• [Data provided]
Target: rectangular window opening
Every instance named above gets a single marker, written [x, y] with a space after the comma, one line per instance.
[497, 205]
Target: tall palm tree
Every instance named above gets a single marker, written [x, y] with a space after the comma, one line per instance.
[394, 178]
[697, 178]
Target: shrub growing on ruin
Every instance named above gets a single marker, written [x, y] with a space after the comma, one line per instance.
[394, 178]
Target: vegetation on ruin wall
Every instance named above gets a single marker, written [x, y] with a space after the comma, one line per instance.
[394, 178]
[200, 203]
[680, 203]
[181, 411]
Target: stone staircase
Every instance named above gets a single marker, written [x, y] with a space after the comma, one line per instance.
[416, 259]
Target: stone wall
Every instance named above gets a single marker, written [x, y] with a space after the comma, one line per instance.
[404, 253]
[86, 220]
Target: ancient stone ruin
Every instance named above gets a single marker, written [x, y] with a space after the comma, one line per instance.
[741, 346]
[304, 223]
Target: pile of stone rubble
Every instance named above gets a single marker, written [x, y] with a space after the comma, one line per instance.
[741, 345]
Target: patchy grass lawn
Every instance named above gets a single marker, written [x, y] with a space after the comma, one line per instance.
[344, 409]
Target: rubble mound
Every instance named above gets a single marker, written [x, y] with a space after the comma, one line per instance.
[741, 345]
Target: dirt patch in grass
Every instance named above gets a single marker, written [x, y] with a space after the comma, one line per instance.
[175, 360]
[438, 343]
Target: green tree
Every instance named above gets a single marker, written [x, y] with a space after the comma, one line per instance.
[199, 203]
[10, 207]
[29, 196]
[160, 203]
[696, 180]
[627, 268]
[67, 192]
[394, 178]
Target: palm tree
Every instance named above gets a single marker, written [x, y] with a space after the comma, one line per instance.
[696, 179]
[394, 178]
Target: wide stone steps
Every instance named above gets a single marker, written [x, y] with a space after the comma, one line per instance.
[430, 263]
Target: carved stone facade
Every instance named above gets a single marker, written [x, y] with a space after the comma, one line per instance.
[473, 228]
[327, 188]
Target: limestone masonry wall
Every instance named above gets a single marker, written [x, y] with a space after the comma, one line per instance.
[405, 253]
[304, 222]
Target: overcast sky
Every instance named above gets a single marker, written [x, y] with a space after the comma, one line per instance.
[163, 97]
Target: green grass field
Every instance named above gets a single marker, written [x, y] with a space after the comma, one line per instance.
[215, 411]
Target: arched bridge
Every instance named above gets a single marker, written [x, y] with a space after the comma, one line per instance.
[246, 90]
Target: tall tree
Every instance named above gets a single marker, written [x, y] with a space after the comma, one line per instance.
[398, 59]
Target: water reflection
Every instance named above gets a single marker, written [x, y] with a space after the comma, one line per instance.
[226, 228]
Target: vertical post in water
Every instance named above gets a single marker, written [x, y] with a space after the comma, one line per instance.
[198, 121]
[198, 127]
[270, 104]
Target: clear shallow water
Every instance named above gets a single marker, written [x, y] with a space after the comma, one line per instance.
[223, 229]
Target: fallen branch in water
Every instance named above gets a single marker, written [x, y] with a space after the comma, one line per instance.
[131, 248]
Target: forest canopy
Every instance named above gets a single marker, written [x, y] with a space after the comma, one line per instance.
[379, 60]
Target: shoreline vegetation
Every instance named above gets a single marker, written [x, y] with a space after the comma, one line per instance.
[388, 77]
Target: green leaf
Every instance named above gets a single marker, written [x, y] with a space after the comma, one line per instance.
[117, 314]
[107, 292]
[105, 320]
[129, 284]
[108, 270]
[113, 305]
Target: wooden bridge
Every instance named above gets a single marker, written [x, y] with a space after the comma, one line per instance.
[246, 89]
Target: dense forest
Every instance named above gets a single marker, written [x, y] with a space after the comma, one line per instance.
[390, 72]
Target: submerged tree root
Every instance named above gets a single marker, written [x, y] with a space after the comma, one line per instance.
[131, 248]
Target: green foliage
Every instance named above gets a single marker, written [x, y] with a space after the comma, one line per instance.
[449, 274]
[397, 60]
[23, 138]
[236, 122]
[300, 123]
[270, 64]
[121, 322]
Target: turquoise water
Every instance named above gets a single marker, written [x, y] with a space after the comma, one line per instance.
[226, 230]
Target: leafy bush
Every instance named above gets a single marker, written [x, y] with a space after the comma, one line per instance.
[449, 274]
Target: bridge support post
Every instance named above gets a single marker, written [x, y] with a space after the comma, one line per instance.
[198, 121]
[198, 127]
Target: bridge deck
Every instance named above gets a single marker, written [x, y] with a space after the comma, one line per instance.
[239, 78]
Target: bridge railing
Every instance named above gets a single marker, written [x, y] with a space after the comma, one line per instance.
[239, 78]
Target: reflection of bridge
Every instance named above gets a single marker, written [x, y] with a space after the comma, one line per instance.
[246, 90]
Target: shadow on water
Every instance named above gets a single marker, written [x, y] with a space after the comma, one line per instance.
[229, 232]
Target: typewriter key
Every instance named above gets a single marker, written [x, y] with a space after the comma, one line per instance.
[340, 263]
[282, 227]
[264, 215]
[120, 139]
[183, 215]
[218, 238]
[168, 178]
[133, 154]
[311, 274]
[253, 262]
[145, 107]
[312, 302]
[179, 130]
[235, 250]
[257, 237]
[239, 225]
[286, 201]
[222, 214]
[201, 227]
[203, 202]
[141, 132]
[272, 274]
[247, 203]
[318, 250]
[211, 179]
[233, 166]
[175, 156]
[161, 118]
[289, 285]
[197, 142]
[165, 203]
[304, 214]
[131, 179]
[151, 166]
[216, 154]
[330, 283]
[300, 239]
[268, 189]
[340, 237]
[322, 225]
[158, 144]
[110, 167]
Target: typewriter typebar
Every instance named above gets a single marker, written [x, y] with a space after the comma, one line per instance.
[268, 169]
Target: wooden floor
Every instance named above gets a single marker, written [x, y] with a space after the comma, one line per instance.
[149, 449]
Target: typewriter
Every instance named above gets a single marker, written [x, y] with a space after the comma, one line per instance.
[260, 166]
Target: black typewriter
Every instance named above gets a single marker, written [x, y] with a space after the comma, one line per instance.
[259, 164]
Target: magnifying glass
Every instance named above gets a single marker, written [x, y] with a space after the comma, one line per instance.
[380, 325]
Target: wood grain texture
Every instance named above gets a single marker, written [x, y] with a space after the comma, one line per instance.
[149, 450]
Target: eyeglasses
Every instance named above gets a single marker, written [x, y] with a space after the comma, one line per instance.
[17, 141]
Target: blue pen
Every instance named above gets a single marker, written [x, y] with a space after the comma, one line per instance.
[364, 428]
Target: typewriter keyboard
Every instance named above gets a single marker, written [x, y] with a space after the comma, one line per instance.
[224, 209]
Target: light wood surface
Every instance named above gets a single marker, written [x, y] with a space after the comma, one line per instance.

• [Exercise brief] Copy the whole listing above line for line, changing nothing.

• [The output]
Target: rectangular window opening
Every instance named above gets a single marker, written [x, y] with a space after the comma, one line per instance.
[497, 205]
Target: tall palm tree
Every instance named above gets a single marker, written [x, y] with a space after the comma, one line per instance.
[394, 178]
[697, 178]
Target: shrub growing on ruin
Every instance named above gets a single marker, written [x, y] with a space after the comma, one line per instance.
[394, 178]
Target: vegetation on ruin wall
Every instance named above gets a single marker, written [x, y] with a space after the comma, one line per instance.
[394, 178]
[200, 203]
[680, 203]
[181, 411]
Target: stone staircase
Every instance named above gets a single marker, written [x, y] with a space after the comma, one line per instance.
[416, 259]
Target: stone wall
Every instance named above gets a single marker, written [x, y] with a space after the comma, one line per instance.
[404, 253]
[86, 220]
Target: ancient stone ruin
Every instance named above gets a single marker, written [x, y] with a space after the comma, one line per instance.
[741, 346]
[304, 223]
Target: pile of stone rubble
Every instance named above gets a single marker, written [x, y] with a space after the comma, one line per instance.
[741, 345]
Target: patchy grass lawn
Every instance named above gets a single marker, written [x, y] with a space after the comma, one line per instance.
[344, 409]
Target: rubble mound
Every instance named above gets a single marker, written [x, y] with a space after the comma, one line per instance.
[741, 345]
Target: dirt patch in grass
Every instance named above gets a single marker, written [x, y] with a space after the comma, one line per instance.
[175, 360]
[438, 343]
Target: green tree
Every instance named above gets a single marker, written [x, y] with a space after the comma, one line per instance.
[199, 203]
[10, 207]
[29, 196]
[160, 203]
[696, 180]
[627, 268]
[67, 192]
[394, 178]
Target: palm tree
Every instance named above gets a single marker, written [x, y] with a space after the comma, one line per instance.
[696, 179]
[394, 178]
Target: wide stone steps
Every instance named above gets a single marker, written [x, y] with a space after the comma, one line per instance.
[430, 263]
Target: carved stone facade
Every instance named above gets a single marker, written [x, y] with a space after the comma, one line per instance.
[473, 228]
[327, 188]
Target: limestone masonry wall
Every instance named above gets a single marker, written [x, y] with a space after the comma, one line per instance.
[405, 253]
[304, 222]
Target: overcast sky
Every instance named above gets a single marker, written [x, y] with a space after the comma, one line per instance.
[163, 97]
Target: green grass field
Every instance named above gets a single marker, written [x, y] with a space after the comma, one line per instance.
[215, 411]
Target: arched bridge
Every instance named above gets a single marker, written [x, y] with a space after the comma, one line per instance.
[246, 90]
Target: tall tree
Every instance named above gets a single marker, written [x, y] with a space after the comma, one line per instance.
[398, 59]
Target: water reflection
Every instance named above gets a single marker, written [x, y] with a space after the comma, one line per instance.
[226, 228]
Target: vertical post in water
Every instance named above gets a single marker, written [x, y] with a space after the comma, one line per instance.
[198, 121]
[198, 127]
[270, 104]
Target: clear shallow water
Every instance named above gets a single marker, written [x, y] with a space after the comma, one line per instance.
[223, 229]
Target: fallen branch in water
Every instance named above gets a single marker, written [x, y] with a space after the comma, one line per instance.
[131, 248]
Target: forest canopy
Every instance named above gets a single marker, written [x, y] with a space after the comma, one line per instance.
[379, 60]
Target: shoreline vegetation
Every instance named above gets a single marker, written [x, y] with a space after the comma, one line per instance.
[388, 77]
Target: green leaf
Every instance named above gets a single marker, written [x, y] with a space after the comma, one line per instance.
[117, 314]
[107, 292]
[105, 320]
[129, 284]
[108, 270]
[113, 305]
Target: wooden bridge
Every instance named above gets a single marker, written [x, y] with a space after the comma, one line per instance.
[246, 89]
Target: dense forest
Every instance named above gets a single marker, written [x, y] with a space after the comma, one line per instance.
[390, 72]
Target: submerged tree root
Every instance named above gets a single marker, written [x, y] with a space after the comma, one line per instance.
[131, 248]
Target: green foliage
Every instance named above gets a single marker, written [x, y] with a space after the comma, one line per instance.
[449, 274]
[397, 60]
[23, 138]
[236, 122]
[300, 123]
[270, 64]
[121, 322]
Target: turquoise water
Every instance named above gets a single marker, written [x, y] with a space after the comma, one line per instance.
[226, 230]
Target: leafy bush
Every instance named above gets a single marker, written [x, y] with a space after the comma, one line per instance.
[449, 274]
Target: bridge support post
Every instance named above gets a single marker, written [x, y] with a space after the comma, one line per instance.
[198, 121]
[198, 127]
Target: bridge deck
Every instance named above gets a single marker, written [x, y] with a space after the comma, one line per instance.
[239, 78]
Target: bridge railing
Every instance named above gets a single marker, written [x, y] with a space after the comma, one line per instance.
[239, 78]
Target: reflection of bridge
Every instance named above gets a single marker, written [x, y] with a space after the comma, one line per instance.
[246, 90]
Target: shadow on water
Every instance named above gets a single marker, written [x, y] with a space after the comma, one line per instance.
[229, 232]
Target: typewriter key
Every instance named above gets a single marker, written [x, y] with a space after the comma, one line per instance.
[340, 263]
[282, 227]
[264, 215]
[120, 139]
[183, 215]
[218, 238]
[168, 178]
[133, 154]
[311, 274]
[253, 262]
[145, 107]
[312, 302]
[179, 130]
[235, 250]
[257, 237]
[239, 225]
[286, 201]
[222, 214]
[201, 227]
[203, 202]
[141, 132]
[272, 274]
[247, 203]
[318, 250]
[211, 179]
[233, 166]
[175, 156]
[161, 118]
[289, 285]
[197, 142]
[165, 203]
[304, 214]
[131, 179]
[151, 166]
[216, 154]
[330, 283]
[300, 239]
[268, 189]
[340, 237]
[322, 225]
[158, 144]
[110, 167]
Target: typewriter typebar
Every instance named above gets a single marker, written [x, y] with a space after the comma, one line per instance.
[268, 169]
Target: wooden floor
Every instance named above gets a single marker, written [x, y] with a space after the comma, one line per instance.
[149, 449]
Target: typewriter
Every instance named above gets a single marker, written [x, y] with a space after the comma, one line per instance.
[260, 166]
Target: black typewriter
Every instance named above gets a single marker, written [x, y] with a space after the comma, one line per instance.
[259, 164]
Target: magnifying glass
Every instance named above gets a single marker, written [x, y] with a space after the comma, one line per instance.
[380, 325]
Target: wood grain texture
Every instance named above gets a single marker, written [x, y] with a space after the comma, one line per instance.
[149, 450]
Target: eyeglasses
Every instance named above gets a single marker, written [x, y] with a space after the comma, one line per instance.
[17, 141]
Target: blue pen
Every instance named above gets a single marker, written [x, y] with a space after the comma, one line per instance.
[364, 428]
Target: typewriter keyboard
Every instance named above gets a single marker, written [x, y] with a space after the comma, one line per instance.
[224, 209]
Target: light wood surface
Every instance named above gets a single marker, written [x, y] with a space after the comma, one line per instance.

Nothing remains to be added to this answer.